→ **About this task**
Set down all of the lines below exactly as they are given.

→ **Supplied entries**
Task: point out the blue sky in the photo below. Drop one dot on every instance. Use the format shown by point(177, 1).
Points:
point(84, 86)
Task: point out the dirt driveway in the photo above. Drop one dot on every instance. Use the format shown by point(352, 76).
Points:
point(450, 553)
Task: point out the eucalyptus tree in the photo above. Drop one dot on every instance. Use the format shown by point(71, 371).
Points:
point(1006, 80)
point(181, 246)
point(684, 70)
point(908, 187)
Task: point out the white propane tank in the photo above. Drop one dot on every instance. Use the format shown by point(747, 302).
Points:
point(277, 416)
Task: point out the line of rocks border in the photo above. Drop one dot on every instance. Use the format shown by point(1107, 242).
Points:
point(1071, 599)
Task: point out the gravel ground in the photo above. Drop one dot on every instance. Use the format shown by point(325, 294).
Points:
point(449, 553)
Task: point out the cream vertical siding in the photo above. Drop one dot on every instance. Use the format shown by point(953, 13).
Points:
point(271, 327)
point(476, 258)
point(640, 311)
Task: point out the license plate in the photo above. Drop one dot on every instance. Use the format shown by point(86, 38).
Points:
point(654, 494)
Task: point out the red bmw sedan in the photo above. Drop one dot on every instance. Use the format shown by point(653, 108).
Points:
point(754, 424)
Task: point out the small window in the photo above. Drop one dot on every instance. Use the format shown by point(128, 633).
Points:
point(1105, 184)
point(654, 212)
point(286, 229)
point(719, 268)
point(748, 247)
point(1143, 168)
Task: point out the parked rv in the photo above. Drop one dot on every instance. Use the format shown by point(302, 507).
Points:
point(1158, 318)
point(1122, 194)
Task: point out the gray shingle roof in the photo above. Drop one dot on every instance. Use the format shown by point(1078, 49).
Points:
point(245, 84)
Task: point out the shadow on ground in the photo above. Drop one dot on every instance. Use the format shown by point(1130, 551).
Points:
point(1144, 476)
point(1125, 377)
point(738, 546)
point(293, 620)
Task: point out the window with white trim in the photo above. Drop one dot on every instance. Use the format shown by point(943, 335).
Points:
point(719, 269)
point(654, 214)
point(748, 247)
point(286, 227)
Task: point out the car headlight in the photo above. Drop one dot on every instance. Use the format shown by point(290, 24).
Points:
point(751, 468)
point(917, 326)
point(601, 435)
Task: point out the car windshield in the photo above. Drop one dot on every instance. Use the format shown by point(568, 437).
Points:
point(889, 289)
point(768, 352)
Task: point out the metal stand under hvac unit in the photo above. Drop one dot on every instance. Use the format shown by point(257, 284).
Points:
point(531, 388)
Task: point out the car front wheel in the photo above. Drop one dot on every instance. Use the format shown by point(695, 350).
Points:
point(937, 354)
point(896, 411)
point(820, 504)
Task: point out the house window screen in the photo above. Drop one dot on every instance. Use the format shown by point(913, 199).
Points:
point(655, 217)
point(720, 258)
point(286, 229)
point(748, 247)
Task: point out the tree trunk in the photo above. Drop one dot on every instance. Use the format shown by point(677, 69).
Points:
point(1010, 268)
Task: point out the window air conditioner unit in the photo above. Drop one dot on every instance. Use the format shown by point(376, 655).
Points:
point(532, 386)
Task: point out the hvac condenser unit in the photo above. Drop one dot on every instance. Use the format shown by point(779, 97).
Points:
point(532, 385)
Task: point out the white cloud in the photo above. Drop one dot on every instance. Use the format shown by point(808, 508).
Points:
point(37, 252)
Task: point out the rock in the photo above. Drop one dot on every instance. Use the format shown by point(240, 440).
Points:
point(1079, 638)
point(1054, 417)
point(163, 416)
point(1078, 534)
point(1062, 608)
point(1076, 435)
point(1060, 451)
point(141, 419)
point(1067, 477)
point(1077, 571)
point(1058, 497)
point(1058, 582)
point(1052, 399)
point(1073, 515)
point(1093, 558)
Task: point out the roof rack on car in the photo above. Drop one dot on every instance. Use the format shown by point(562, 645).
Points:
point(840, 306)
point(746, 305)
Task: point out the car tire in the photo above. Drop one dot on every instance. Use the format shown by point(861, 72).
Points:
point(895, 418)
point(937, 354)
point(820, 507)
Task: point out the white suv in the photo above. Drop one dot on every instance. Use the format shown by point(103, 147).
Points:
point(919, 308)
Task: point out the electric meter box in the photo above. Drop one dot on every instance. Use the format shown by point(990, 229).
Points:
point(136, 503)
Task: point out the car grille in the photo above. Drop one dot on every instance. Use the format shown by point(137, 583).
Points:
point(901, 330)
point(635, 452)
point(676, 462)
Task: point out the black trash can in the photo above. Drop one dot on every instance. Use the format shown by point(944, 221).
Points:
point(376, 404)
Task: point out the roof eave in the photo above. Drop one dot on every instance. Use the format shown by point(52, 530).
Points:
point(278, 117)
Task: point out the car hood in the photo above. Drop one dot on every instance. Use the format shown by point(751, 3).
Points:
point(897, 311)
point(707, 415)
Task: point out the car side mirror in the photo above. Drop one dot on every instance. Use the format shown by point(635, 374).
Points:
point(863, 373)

→ **Response to this task**
Task: point out the blue sky in the photo below. Drop one dot on every instance. Use the format shown by point(177, 1).
Points:
point(84, 86)
Task: point out the dirt driveway in the photo above. Drop one dot on every instance. Use the format shown by point(352, 76).
Points:
point(450, 553)
Task: point out the eucalyptus tree in the photo above. Drop one dot on every instance. Use the format shown by point(71, 371).
Points:
point(1006, 80)
point(181, 246)
point(684, 70)
point(908, 187)
Task: point out the white propane tank in the photo above. Drop one dot on every instance. Use the format shown by point(747, 302).
Points:
point(277, 416)
Task: point out the line of rocks border in the photo above. Drop one dot on every instance. Use the format shown by point(1107, 242).
Points:
point(1071, 599)
Task: point out the gravel ground in the photo above. Drop one dot on every instance. Use the format shown by point(325, 294).
Points:
point(449, 553)
Task: point out the cream vertical siding in the photo above. Drop one dot on every instance. Use the format shown by point(953, 13).
Points:
point(271, 327)
point(476, 258)
point(640, 311)
Task: point out the license plate in the photo above. Drop one dot on every instance. Use the format shown by point(86, 38).
Points:
point(654, 494)
Task: point out the red bmw sedan in the photo above. Drop one dot on every instance. Use the format shown by point(653, 108).
Points:
point(754, 424)
Task: point out the small window in the photo above. Drop one dot on every instance. Use the format shown by point(128, 633).
Points:
point(1105, 184)
point(654, 212)
point(286, 229)
point(719, 268)
point(748, 247)
point(1143, 168)
Task: point out the parked rv in the photo above. Drop one dot on every instance. Use the format shown by point(302, 507).
Points:
point(1158, 318)
point(1122, 194)
Task: point out the gray shingle roof in the photo above. Drop one dot on every instance. Use the format shown by point(1078, 49).
Points:
point(245, 84)
Task: point out the shadow on ground in the photo above. Drop one dot on every instance. Use the format shown by point(1130, 551).
Points:
point(1144, 476)
point(1125, 377)
point(738, 546)
point(293, 620)
Task: point out the window with white trim in the photo above. Drop one dot on every instance. Use the format shown by point(943, 335).
Points:
point(719, 269)
point(654, 214)
point(748, 247)
point(286, 227)
Task: point out the car headlight in the photo above. Drop one dot on every instance. Use the format shown by point(290, 24).
Points:
point(751, 468)
point(917, 326)
point(601, 435)
Task: point out the car windshield in the photo above. Drop one dot on every instance. Use the format shown by point(568, 437).
Points:
point(889, 289)
point(768, 352)
Task: point out the metal stand under hvac unit in the photo above. Drop one dot on every instance. Use the format shown by point(257, 284).
Points:
point(531, 388)
Task: point out the car front wheel in the photo above. Drop one dot on every instance. Use the format shown by point(695, 350).
Points:
point(937, 354)
point(896, 411)
point(820, 504)
Task: point out the house window screen in the photo above. Drop one dot on every instance. Use the format shown by point(913, 199).
Points:
point(655, 217)
point(720, 258)
point(286, 229)
point(748, 247)
Task: point out the tree trunk in the photo above. Drop one dot on every instance. Use the format shown by point(677, 69).
Points:
point(1010, 268)
Task: point out the window air conditioner unit in the photo above. Drop one dot on every instance. Use the format shown by point(376, 655).
Points:
point(532, 386)
Task: point out the hvac condenser unit in the photo above. Drop one dot on every instance. Use the format shown by point(779, 97).
Points:
point(532, 385)
Task: point out the white cloud in the photo above. Drop one dot on every instance. Use the format shown by point(808, 508).
Points:
point(37, 252)
Task: point out the rock in the photo above. Drop one dot on every instance. Use the format shown by point(240, 440).
Points:
point(1079, 638)
point(1054, 417)
point(163, 416)
point(1078, 534)
point(1062, 608)
point(1076, 435)
point(1060, 451)
point(141, 419)
point(1067, 477)
point(1077, 571)
point(1058, 497)
point(1058, 582)
point(1052, 399)
point(1073, 515)
point(1093, 558)
Task: point out the roof rack on car in the photo above. Drop one dot on every instance. Use the format shown by point(562, 645).
Points:
point(840, 306)
point(746, 305)
Task: point out the car tire in the photo above. Drop one dot on every instance. Use the format shown by point(861, 72).
Points:
point(895, 418)
point(937, 354)
point(820, 507)
Task: point out the white suv in the photo above. Drop one dot on every instance. Use the format shown by point(103, 147).
Points:
point(919, 308)
Task: point out the electric meter box in the photo above. Drop one dot on every instance. Use the format shown by point(990, 229).
Points:
point(136, 503)
Task: point out the car grille in the photo above. Drop one dot on every instance. Use the format shown by point(137, 583).
Points:
point(901, 330)
point(635, 452)
point(676, 462)
Task: point out the black trash can in the photo above. Drop one dot on every instance. Use the format shown by point(944, 221).
Points:
point(376, 404)
Task: point out the roof eave in the photo above. Drop one dot on every instance. Use the format shown by point(52, 530).
Points:
point(278, 117)
Task: point out the car hood in the photo above. Drop one dot on every instance. Use the format shown by point(751, 3).
Points:
point(897, 311)
point(707, 415)
Task: point out the car side mirror in the photo above. Drop one dot on every instance. Use the format shown by point(635, 374).
Points:
point(863, 373)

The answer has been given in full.